I timed my visit to arrive slightly after my stepfather had been settled into a hospice facility.

The family were with him during the days. A neighbor who had become a friend came for a visit and cried several times. That was especially touching, with him being a man, and the only person outside the family.

I spent the night with him, in his room, the final vigil. I could not sleep until finally sleep overtook me, and before I knew it someone had arrived with my breakfast.

Yes, those were sad days. But they were as they should have been. He was never alone. His daughter (or as close as he has to one) never left his side, as it should be.

He waited for the family to gather before he drew his last breath. The women of the family were holding his hands and arms and touching him and murmuring words of love and of permission to pass on to where he needs to be.

Though the room was filled with tears and immense sorrow, that was not the tragedy.

In that hall of 10 rooms, his was the only room full of grieving supporters ushering him with love through the transition.

At almost every other room, you could see the foot-ends of beds. The legs on the beds told you someone was there. One room had the television on. One room had a hunch-backed, frail old man sitting in a chair beside the bed.

The rest of the rooms, where only the blanket-clad legs of the individuals on the beds were visible, were quiet.

This is life’s final journey, with no one to hold their hands. No one to murmur words of love and assurance.

I have heard of hospice volunteers. They probably came to that facility when I was in my family’s room, not able to see them. But when I was in the halls, the rooms were bare, except for the dying.

The thought of people lying on those strange beds, waiting to die, alone …

The stages of death are easy to understand. I saw it with my mother when she was under hospice care, and then I saw it with my stepfather when he was under hospice care, and even sitting with my best friend at her father’s side. So, when once I would have been afraid to be around death, that fear is gone.

It is a natural process, each one different in its own way, but it is the most guaranteed part of life of anything a person will experience.

People in hospice care are away from our eyes. We don’t tend to know or think about them. But they are there.

So are hospice volunteers. Thank God for them. What a beautiful and necessary role they play – to offer comfort and companionship at the very end.

It prompted me to look into what hospices are in this area. There are a handful; here are just two of them.

Mountain Valley Hospice & Palliative Care serves our area. It offers a free comprehensive training program each month that includes understanding hospice, symptom management, communication and grief, its website states. If you would like to learn about volunteering with them, contact Jan Matthews at 336-583-2893 or [email protected].

Commonwealth Hospice of Martinsville is through Sovah Health. Its office is in the Patrick Henry Mall, and its phone number is 276-666-7469.

Death is a natural process, and a profound one. The person going through it may be terribly afraid of it – if they are even conscious — but a volunteer sitting at his or her side need not be.

Of the sad sights I have seen in my life, now the saddest is a glimpse of a stranger’s legs on a bed in a quiet and otherwise empty hospice room.

[Dataset entries]

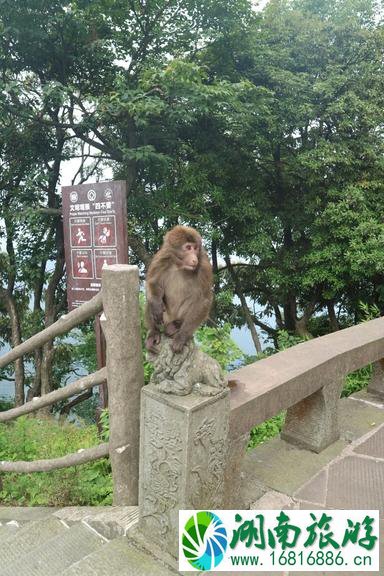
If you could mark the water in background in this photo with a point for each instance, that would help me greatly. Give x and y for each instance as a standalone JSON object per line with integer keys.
{"x": 241, "y": 336}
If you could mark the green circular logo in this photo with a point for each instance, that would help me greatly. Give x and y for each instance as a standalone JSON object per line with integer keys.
{"x": 204, "y": 540}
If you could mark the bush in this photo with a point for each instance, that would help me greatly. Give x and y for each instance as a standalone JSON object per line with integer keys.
{"x": 35, "y": 439}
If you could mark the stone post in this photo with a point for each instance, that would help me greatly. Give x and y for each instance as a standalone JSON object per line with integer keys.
{"x": 376, "y": 385}
{"x": 125, "y": 377}
{"x": 313, "y": 422}
{"x": 183, "y": 454}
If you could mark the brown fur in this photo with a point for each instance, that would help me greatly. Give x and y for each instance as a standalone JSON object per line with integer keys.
{"x": 177, "y": 299}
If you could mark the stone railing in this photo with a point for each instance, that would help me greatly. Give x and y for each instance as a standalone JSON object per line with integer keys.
{"x": 192, "y": 447}
{"x": 119, "y": 300}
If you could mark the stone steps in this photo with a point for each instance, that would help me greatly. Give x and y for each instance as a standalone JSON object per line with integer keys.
{"x": 72, "y": 541}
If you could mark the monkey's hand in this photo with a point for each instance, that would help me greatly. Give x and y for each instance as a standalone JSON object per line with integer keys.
{"x": 153, "y": 341}
{"x": 157, "y": 309}
{"x": 172, "y": 327}
{"x": 178, "y": 342}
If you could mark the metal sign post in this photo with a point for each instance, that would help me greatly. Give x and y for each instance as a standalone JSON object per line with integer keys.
{"x": 95, "y": 235}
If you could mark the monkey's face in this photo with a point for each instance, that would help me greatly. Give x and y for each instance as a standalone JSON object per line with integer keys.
{"x": 189, "y": 255}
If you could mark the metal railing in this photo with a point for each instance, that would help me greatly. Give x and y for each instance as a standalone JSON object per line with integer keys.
{"x": 123, "y": 373}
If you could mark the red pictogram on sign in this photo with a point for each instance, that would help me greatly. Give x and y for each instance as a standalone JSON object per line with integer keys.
{"x": 82, "y": 265}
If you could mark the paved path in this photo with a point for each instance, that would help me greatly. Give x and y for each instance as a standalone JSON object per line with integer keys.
{"x": 92, "y": 541}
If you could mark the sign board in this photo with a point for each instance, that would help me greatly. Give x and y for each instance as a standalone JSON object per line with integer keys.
{"x": 95, "y": 234}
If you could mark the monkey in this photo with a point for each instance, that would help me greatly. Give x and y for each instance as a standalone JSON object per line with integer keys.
{"x": 179, "y": 287}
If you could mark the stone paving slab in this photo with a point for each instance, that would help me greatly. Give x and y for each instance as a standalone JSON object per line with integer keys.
{"x": 374, "y": 446}
{"x": 355, "y": 480}
{"x": 358, "y": 414}
{"x": 22, "y": 514}
{"x": 118, "y": 558}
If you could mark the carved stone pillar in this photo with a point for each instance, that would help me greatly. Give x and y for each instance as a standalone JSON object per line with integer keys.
{"x": 183, "y": 456}
{"x": 376, "y": 385}
{"x": 313, "y": 422}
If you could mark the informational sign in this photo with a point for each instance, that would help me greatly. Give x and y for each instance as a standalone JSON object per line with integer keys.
{"x": 95, "y": 235}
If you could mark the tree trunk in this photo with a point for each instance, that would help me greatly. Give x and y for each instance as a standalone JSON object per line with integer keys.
{"x": 16, "y": 340}
{"x": 244, "y": 306}
{"x": 216, "y": 286}
{"x": 332, "y": 316}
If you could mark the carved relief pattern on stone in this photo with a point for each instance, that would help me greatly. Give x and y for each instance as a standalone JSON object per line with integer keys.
{"x": 209, "y": 458}
{"x": 162, "y": 480}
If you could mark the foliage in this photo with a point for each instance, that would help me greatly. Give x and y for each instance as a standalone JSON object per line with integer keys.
{"x": 104, "y": 422}
{"x": 266, "y": 430}
{"x": 357, "y": 381}
{"x": 217, "y": 343}
{"x": 32, "y": 439}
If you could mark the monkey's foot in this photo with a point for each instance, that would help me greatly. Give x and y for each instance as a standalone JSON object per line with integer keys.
{"x": 185, "y": 372}
{"x": 174, "y": 387}
{"x": 205, "y": 390}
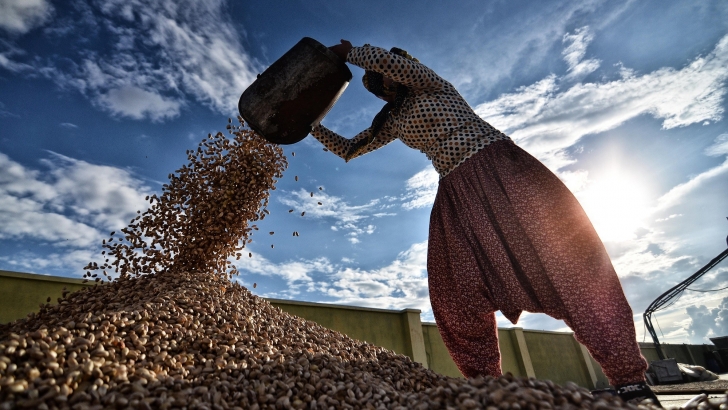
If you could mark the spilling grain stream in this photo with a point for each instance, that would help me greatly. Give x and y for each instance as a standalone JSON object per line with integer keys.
{"x": 171, "y": 330}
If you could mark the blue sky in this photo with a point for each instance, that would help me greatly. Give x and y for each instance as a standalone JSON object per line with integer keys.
{"x": 624, "y": 100}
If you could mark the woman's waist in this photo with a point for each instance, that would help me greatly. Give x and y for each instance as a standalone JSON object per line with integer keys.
{"x": 452, "y": 152}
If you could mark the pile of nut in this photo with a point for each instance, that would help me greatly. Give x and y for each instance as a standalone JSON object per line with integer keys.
{"x": 172, "y": 331}
{"x": 198, "y": 341}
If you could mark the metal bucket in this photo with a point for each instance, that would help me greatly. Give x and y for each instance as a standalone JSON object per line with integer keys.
{"x": 295, "y": 92}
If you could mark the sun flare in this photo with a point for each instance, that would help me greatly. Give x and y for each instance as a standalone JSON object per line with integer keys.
{"x": 616, "y": 203}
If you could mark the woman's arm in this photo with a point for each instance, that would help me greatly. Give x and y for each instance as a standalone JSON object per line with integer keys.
{"x": 341, "y": 146}
{"x": 412, "y": 74}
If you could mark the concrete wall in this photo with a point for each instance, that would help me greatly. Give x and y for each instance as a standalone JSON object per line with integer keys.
{"x": 22, "y": 293}
{"x": 555, "y": 356}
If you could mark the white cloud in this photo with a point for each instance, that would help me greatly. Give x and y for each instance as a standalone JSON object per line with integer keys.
{"x": 401, "y": 284}
{"x": 351, "y": 218}
{"x": 528, "y": 43}
{"x": 545, "y": 119}
{"x": 421, "y": 189}
{"x": 720, "y": 147}
{"x": 7, "y": 60}
{"x": 21, "y": 16}
{"x": 157, "y": 55}
{"x": 575, "y": 51}
{"x": 681, "y": 191}
{"x": 70, "y": 204}
{"x": 296, "y": 273}
{"x": 133, "y": 102}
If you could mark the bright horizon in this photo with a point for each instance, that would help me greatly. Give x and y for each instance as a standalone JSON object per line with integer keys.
{"x": 625, "y": 101}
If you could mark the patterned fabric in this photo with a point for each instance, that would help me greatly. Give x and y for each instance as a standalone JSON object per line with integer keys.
{"x": 506, "y": 234}
{"x": 434, "y": 118}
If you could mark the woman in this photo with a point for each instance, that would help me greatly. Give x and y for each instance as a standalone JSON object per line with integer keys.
{"x": 505, "y": 233}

§ Required action
According to the hospice essay, which topics does the free monthly training program at Mountain Valley Hospice & Palliative Care include? List them all.

§ Answer section
- Understanding hospice
- Symptom management
- Communication
- Grief